◆ **Provided data**:

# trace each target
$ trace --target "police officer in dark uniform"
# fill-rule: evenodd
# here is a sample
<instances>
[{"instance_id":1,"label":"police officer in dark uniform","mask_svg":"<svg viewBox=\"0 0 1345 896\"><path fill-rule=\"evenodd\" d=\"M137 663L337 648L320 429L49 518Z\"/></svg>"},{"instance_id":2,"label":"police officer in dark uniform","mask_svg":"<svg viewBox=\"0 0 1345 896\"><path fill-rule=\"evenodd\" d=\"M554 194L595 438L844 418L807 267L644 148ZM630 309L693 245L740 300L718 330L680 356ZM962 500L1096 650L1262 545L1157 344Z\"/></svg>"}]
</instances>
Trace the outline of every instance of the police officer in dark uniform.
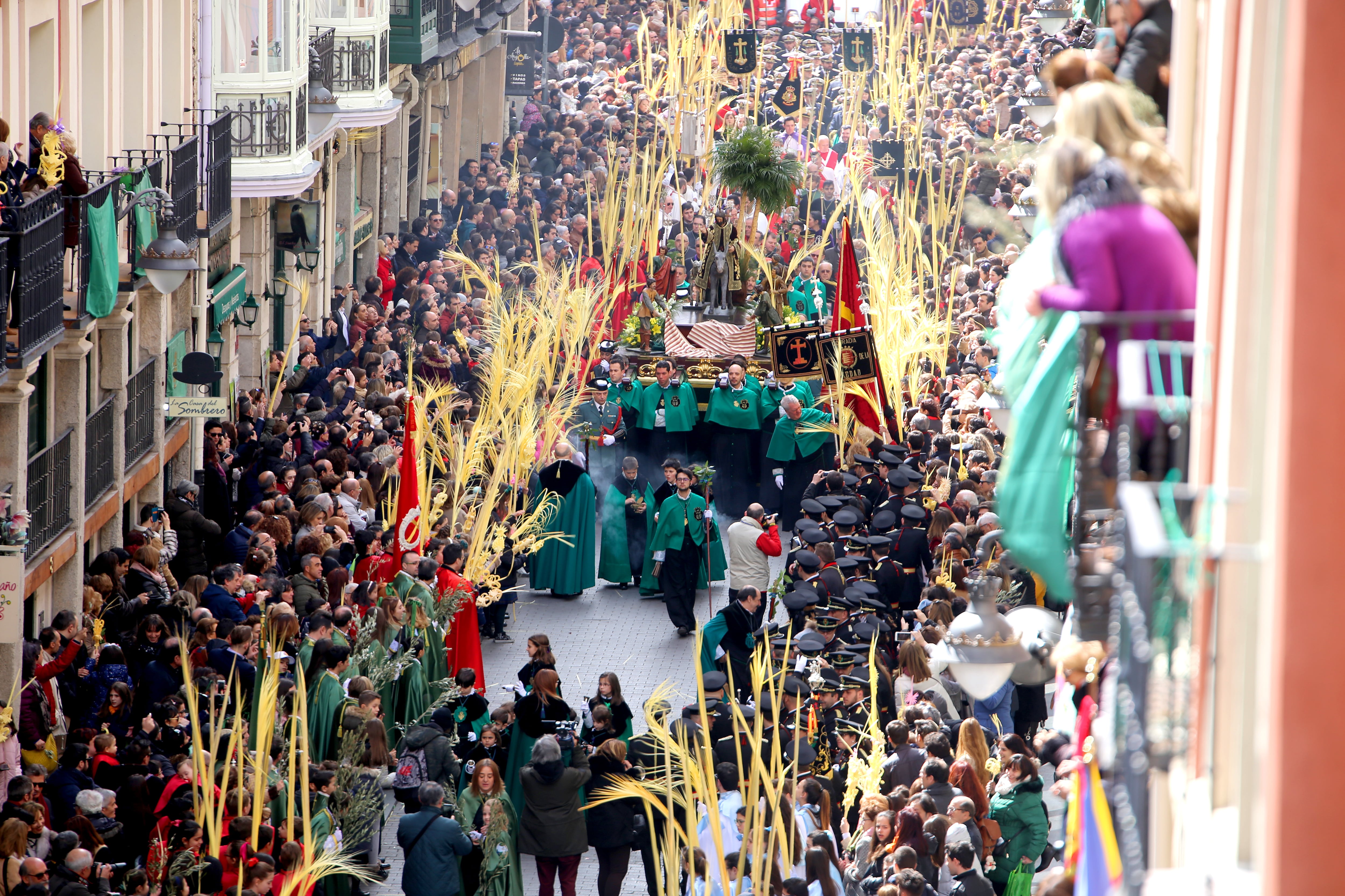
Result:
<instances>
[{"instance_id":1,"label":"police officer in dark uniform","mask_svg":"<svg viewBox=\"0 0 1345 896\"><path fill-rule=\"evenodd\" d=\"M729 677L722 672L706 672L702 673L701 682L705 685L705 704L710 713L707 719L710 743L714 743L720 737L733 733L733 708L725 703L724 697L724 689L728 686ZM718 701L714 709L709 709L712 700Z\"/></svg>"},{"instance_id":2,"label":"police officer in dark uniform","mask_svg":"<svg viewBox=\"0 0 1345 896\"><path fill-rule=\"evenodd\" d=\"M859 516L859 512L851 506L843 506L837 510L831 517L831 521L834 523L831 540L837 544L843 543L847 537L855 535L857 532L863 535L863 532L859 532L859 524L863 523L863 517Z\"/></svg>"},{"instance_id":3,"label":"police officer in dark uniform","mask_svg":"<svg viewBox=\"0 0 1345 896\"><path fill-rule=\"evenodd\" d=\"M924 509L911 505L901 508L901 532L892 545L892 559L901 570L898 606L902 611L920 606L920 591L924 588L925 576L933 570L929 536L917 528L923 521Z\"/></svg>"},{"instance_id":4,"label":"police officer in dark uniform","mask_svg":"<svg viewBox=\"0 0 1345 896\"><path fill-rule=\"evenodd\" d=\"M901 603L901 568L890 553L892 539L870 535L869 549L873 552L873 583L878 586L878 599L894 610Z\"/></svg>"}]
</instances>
---
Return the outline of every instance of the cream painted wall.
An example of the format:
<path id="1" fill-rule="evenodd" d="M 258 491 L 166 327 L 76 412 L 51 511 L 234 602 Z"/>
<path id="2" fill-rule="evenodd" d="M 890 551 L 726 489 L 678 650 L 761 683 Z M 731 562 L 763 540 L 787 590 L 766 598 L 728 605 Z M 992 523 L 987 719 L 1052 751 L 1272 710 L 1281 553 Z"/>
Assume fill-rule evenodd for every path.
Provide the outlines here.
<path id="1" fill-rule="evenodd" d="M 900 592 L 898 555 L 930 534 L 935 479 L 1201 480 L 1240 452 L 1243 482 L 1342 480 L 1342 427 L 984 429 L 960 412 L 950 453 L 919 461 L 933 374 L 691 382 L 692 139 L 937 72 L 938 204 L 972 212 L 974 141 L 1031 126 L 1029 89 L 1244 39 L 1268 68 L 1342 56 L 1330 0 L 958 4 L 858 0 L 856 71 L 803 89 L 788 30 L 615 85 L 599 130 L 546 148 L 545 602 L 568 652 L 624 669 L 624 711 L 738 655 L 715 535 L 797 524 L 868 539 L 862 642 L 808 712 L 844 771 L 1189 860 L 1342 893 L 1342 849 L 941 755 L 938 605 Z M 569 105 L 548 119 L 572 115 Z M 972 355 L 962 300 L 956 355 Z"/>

◆ **Stated problem**: Can you write out the lines from the line with "Return the outline" through the line with "900 592 L 898" as a numbered list, leaving out any blank lines?

◆ **Problem solution**:
1. Return the outline of every instance of the cream painted wall.
2. An example of the format:
3. <path id="1" fill-rule="evenodd" d="M 258 491 L 166 327 L 76 412 L 51 511 L 234 602 Z"/>
4. <path id="2" fill-rule="evenodd" d="M 890 551 L 726 489 L 678 650 L 761 683 Z M 731 562 L 763 540 L 787 590 L 766 598 L 728 605 Z M 992 523 L 987 719 L 1052 751 L 1272 710 L 1281 553 Z"/>
5. Assume fill-rule evenodd for every path.
6. Provide the outlines here.
7. <path id="1" fill-rule="evenodd" d="M 900 592 L 898 555 L 930 534 L 935 479 L 1201 480 L 1240 452 L 1243 482 L 1342 480 L 1342 427 L 984 429 L 960 412 L 950 453 L 919 461 L 933 374 L 691 382 L 692 139 L 937 72 L 938 204 L 972 212 L 974 141 L 1031 126 L 1029 89 L 1244 39 L 1268 68 L 1342 56 L 1330 0 L 958 4 L 858 0 L 856 71 L 803 89 L 788 30 L 615 85 L 599 130 L 546 148 L 545 602 L 568 652 L 624 669 L 624 711 L 738 655 L 715 535 L 797 524 L 868 539 L 862 642 L 808 712 L 844 771 L 1189 860 L 1342 893 L 1342 849 L 941 755 L 938 605 Z M 569 105 L 548 119 L 572 115 Z M 972 355 L 962 300 L 956 355 Z"/>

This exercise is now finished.